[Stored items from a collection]
+ + + + +
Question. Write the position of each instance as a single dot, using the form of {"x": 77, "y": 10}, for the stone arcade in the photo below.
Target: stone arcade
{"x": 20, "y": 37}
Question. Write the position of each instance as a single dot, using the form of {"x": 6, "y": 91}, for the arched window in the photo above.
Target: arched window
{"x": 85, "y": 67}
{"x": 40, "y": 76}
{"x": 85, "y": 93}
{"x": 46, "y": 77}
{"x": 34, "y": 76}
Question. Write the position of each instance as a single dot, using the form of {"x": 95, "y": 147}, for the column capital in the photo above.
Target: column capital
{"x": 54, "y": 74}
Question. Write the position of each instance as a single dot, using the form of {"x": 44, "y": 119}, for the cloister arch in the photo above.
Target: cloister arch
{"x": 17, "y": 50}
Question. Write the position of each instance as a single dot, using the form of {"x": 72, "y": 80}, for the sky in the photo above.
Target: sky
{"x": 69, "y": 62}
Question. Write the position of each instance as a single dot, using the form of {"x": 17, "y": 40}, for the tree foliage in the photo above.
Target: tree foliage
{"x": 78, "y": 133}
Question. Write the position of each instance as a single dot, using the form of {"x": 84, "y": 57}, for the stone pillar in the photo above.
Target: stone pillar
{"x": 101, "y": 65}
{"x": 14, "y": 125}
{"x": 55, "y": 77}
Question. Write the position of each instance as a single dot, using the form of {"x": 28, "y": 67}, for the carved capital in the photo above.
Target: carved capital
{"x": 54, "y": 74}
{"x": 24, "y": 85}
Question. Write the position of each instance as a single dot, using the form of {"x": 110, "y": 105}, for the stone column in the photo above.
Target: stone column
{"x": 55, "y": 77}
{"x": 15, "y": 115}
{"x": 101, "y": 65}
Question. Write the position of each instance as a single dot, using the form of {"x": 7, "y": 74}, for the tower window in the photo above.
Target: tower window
+ + + + +
PROBLEM TO SOLVE> Each record must be printed again, word for word, with nothing dropped.

ANSWER SPACE>
Question. Write the position of each instance as a single dot, using the form of {"x": 77, "y": 10}, for the stone arcade in the photo below.
Target: stone arcade
{"x": 20, "y": 37}
Question. Write the position of each instance as a single dot, using the form of {"x": 6, "y": 91}, for the arched window in the photo above.
Target: arched window
{"x": 85, "y": 67}
{"x": 40, "y": 76}
{"x": 85, "y": 93}
{"x": 46, "y": 77}
{"x": 34, "y": 76}
Question. Write the position of each instance as a single dot, using the form of {"x": 95, "y": 147}, for the column capital in the photo above.
Target: column capital
{"x": 54, "y": 74}
Question. Write the position of each instance as a single dot, using the form of {"x": 44, "y": 119}, for the cloister arch in the photo above.
Target: cloister arch
{"x": 17, "y": 50}
Question. Write the position of each instance as a single dot, using the form of {"x": 72, "y": 80}, for the sky in the photo above.
Target: sky
{"x": 69, "y": 62}
Question. Write the position of each instance as a single dot, using the form of {"x": 17, "y": 40}, for the tree foliage in the photo above.
Target: tree foliage
{"x": 78, "y": 133}
Question. Write the position of each instance as a single dot, using the form of {"x": 84, "y": 57}, for the stone pillar in the photo above.
Target: stone pillar
{"x": 101, "y": 65}
{"x": 14, "y": 125}
{"x": 55, "y": 77}
Question. Write the position of each instance as a single dot, using the form of {"x": 28, "y": 67}, for the carved capital in the photo above.
Target: carved capital
{"x": 54, "y": 74}
{"x": 24, "y": 85}
Question. Write the position of each instance as a single dot, using the form of {"x": 110, "y": 105}, for the stone column in the photo above.
Target: stone column
{"x": 55, "y": 77}
{"x": 15, "y": 115}
{"x": 101, "y": 65}
Question. Write the position of each instance as a single dot, using the form of {"x": 7, "y": 74}, for the tower window in the photo above.
Target: tower window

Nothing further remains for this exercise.